(Referring expression data)
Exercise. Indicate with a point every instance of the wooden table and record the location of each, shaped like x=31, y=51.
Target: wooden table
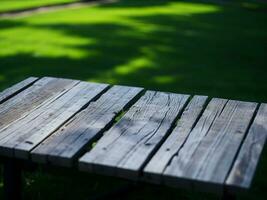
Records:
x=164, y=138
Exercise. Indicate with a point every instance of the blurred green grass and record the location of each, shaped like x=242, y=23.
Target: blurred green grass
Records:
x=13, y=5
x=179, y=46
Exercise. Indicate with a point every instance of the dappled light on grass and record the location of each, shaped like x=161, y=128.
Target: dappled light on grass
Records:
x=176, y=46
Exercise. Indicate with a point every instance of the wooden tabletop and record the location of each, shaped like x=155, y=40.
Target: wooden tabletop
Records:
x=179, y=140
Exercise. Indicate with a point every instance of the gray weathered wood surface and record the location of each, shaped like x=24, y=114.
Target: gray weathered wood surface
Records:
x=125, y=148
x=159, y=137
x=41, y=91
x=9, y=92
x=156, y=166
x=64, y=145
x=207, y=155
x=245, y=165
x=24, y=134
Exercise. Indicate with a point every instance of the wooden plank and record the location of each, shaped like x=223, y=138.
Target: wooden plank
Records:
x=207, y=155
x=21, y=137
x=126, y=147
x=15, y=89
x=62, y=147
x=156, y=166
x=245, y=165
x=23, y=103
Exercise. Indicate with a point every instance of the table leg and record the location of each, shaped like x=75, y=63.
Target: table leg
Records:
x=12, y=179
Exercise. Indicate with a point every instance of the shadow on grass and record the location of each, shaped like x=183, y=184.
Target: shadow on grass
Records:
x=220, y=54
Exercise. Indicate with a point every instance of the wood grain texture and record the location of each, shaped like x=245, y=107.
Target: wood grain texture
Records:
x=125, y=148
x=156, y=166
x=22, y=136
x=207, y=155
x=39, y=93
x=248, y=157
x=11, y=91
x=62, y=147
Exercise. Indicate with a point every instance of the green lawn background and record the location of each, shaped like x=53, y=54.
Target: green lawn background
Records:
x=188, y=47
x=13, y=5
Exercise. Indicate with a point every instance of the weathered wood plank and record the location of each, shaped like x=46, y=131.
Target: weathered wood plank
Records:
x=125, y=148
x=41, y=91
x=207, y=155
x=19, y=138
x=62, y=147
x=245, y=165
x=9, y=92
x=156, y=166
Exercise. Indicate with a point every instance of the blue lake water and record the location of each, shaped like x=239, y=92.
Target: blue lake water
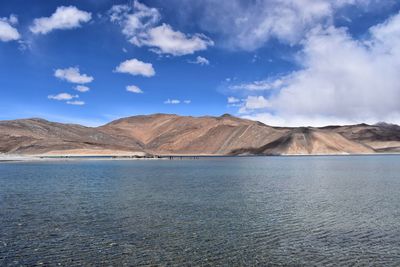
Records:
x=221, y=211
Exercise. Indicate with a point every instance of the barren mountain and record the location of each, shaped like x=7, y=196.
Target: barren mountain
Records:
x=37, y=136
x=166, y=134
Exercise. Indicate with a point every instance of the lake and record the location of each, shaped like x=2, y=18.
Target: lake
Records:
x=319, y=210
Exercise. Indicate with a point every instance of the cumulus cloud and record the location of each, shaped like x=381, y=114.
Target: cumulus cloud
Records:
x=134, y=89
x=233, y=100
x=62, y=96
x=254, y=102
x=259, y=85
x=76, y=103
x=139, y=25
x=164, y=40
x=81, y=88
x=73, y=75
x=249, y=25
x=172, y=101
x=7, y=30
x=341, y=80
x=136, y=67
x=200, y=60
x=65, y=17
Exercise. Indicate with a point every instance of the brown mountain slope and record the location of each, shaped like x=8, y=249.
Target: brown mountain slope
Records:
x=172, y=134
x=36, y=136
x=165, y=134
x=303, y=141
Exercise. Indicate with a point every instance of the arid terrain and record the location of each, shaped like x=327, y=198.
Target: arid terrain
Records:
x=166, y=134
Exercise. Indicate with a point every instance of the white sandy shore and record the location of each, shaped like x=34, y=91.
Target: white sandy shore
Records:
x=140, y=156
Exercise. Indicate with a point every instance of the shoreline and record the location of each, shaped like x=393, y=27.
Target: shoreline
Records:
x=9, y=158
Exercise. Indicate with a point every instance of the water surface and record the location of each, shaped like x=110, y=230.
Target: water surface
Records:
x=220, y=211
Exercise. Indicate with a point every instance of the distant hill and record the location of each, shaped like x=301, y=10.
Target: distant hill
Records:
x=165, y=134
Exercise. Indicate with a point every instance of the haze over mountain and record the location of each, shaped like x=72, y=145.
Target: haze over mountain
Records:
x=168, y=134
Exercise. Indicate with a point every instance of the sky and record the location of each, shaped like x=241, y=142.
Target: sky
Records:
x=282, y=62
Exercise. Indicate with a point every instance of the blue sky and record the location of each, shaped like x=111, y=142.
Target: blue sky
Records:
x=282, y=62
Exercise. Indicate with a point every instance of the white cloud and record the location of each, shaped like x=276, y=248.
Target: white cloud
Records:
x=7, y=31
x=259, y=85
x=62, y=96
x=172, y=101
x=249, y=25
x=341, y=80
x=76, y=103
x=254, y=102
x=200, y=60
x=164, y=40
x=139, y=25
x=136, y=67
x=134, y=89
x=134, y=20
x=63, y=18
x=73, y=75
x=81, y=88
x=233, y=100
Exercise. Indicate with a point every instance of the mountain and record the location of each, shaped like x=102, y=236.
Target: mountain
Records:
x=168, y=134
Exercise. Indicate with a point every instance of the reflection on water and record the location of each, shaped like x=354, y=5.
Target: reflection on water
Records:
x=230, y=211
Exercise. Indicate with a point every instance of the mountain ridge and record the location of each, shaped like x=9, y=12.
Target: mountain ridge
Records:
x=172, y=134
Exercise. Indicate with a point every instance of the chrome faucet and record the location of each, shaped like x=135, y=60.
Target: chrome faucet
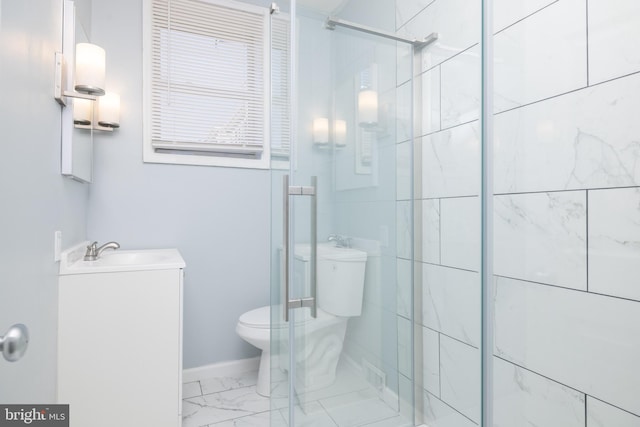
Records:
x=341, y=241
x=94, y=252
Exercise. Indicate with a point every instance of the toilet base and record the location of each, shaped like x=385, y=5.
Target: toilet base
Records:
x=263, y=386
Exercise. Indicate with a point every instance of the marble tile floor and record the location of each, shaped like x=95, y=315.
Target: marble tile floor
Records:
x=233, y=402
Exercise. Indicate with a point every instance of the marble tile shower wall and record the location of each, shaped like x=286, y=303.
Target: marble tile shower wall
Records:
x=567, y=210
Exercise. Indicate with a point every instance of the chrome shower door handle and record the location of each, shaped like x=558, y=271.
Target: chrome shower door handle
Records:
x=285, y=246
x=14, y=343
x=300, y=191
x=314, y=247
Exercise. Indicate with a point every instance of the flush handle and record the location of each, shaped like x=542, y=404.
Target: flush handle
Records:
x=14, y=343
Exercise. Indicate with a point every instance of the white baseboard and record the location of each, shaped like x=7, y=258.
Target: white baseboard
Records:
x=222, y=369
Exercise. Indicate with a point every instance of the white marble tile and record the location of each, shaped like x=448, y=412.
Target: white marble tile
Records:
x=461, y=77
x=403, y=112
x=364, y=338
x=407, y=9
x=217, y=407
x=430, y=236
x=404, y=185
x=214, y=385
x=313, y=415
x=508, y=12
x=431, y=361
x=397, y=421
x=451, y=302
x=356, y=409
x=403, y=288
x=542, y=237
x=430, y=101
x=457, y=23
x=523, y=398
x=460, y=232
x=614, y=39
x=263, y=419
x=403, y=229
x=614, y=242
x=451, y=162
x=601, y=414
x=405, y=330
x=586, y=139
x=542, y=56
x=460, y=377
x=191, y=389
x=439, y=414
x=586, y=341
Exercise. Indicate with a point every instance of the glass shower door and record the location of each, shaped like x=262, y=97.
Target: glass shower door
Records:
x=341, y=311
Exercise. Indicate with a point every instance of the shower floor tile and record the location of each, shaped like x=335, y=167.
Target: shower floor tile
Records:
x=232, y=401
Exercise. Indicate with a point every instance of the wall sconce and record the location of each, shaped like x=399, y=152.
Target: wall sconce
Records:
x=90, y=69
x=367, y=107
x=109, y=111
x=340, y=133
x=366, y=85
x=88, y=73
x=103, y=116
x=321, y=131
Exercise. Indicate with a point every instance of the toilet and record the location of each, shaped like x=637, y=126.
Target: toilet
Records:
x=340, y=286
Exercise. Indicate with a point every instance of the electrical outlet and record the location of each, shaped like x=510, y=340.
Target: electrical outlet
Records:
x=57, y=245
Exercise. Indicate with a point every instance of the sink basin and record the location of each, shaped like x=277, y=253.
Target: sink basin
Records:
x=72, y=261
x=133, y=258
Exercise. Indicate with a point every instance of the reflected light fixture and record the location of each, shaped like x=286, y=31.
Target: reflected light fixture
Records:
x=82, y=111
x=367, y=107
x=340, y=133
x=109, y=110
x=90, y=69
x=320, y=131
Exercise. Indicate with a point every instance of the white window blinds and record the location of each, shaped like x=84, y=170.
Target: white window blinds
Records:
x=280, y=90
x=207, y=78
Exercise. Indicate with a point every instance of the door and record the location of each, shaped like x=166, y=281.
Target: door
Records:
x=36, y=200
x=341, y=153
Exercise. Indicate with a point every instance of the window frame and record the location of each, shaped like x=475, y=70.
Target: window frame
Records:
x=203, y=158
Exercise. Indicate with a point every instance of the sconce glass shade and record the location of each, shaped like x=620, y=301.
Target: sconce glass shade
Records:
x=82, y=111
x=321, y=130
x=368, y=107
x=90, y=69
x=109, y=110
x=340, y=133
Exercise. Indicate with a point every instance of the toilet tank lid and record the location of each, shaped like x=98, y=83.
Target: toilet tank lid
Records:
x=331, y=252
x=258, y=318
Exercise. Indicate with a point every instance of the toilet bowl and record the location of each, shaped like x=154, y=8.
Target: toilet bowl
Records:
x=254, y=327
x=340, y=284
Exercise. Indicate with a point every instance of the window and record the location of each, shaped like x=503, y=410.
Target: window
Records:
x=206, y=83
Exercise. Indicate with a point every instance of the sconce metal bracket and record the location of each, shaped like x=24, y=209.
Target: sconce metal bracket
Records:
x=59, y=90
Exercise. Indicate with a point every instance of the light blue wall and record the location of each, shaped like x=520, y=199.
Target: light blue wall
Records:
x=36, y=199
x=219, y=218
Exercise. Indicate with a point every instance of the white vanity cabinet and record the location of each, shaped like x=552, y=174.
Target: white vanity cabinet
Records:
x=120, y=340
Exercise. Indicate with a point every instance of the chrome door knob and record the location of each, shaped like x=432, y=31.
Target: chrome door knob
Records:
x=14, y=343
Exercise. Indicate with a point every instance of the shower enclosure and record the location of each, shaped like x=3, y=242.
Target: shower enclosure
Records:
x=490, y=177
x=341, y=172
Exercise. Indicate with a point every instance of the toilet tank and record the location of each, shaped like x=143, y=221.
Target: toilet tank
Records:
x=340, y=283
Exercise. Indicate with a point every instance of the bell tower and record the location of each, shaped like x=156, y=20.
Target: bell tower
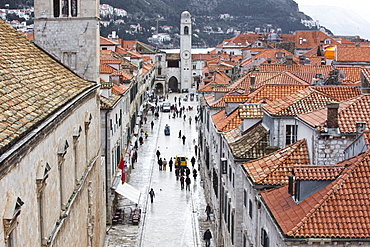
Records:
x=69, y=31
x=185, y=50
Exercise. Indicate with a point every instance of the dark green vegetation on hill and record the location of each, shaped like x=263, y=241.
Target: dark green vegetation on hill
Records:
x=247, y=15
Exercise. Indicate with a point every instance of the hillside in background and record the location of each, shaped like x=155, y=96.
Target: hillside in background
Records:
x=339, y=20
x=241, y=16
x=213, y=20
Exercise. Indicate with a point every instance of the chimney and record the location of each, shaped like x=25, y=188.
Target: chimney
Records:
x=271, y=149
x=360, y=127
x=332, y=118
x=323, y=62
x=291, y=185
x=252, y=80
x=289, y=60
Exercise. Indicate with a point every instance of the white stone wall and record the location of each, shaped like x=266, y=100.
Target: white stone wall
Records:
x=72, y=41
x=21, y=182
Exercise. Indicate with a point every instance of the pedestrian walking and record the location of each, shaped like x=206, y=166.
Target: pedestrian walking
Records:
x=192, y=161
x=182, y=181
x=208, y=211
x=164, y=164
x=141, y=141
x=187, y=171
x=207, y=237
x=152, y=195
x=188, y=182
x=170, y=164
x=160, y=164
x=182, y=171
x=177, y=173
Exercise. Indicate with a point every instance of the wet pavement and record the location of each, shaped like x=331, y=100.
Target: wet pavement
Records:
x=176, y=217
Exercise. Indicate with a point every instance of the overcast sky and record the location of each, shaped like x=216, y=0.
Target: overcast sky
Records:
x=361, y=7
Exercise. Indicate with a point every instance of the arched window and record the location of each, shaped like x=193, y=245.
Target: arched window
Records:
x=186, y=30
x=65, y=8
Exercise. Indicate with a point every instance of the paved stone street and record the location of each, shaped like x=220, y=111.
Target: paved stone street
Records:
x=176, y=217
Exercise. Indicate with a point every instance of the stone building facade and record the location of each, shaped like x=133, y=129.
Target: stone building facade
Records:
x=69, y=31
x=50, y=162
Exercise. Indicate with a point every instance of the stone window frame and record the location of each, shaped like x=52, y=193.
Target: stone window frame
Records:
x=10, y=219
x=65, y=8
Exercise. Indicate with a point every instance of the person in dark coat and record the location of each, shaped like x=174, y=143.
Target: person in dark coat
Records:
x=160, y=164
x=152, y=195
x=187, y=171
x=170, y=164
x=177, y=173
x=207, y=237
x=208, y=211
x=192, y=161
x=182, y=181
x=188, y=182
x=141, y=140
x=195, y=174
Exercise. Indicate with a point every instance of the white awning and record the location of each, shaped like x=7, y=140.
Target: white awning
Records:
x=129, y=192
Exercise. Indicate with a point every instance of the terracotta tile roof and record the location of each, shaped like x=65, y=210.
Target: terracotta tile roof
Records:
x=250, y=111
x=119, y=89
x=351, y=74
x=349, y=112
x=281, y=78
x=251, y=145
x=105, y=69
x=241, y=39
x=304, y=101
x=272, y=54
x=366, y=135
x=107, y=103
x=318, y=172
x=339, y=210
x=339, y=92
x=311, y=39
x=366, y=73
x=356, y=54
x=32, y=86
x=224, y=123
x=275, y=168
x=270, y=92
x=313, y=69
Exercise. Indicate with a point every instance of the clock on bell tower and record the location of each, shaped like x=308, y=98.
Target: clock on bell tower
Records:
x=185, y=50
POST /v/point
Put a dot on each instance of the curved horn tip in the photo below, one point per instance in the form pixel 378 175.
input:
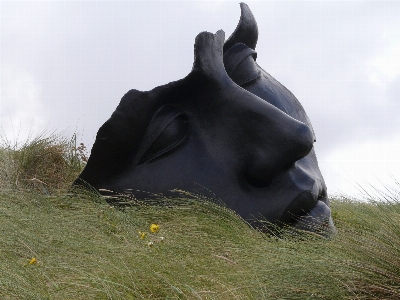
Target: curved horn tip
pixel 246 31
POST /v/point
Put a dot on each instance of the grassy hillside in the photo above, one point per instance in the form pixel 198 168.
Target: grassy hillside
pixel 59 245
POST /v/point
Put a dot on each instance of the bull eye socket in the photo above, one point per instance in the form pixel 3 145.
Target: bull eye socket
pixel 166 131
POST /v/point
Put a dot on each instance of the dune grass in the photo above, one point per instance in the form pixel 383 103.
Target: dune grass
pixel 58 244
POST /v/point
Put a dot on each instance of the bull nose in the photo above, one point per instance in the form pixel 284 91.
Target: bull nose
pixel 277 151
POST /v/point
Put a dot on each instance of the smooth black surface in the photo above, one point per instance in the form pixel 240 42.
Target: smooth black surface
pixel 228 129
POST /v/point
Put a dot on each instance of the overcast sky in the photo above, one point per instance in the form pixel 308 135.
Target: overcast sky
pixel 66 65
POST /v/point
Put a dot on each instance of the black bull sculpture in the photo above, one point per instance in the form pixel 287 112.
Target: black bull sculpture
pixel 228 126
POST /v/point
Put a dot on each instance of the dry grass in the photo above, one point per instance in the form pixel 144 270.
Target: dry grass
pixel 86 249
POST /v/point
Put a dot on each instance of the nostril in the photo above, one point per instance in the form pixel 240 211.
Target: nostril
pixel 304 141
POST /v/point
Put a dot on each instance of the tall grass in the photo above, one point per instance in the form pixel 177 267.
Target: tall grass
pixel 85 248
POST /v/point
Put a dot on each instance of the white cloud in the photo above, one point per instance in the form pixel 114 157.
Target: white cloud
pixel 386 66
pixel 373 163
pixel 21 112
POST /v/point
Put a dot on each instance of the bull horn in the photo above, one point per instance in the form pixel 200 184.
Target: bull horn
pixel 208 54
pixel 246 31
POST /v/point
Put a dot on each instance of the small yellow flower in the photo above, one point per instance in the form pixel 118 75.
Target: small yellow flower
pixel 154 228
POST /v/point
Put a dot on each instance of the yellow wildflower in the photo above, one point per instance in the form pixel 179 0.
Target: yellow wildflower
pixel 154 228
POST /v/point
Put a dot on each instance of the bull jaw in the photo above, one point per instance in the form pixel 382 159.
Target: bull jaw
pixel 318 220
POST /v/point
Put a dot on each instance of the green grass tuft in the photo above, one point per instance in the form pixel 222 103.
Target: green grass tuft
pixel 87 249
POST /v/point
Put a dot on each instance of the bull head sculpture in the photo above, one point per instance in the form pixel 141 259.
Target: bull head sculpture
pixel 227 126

## ACTIVITY
Your reply should be a single number: the count of lines above that contain the word "background".

## EXERCISE RESULT
4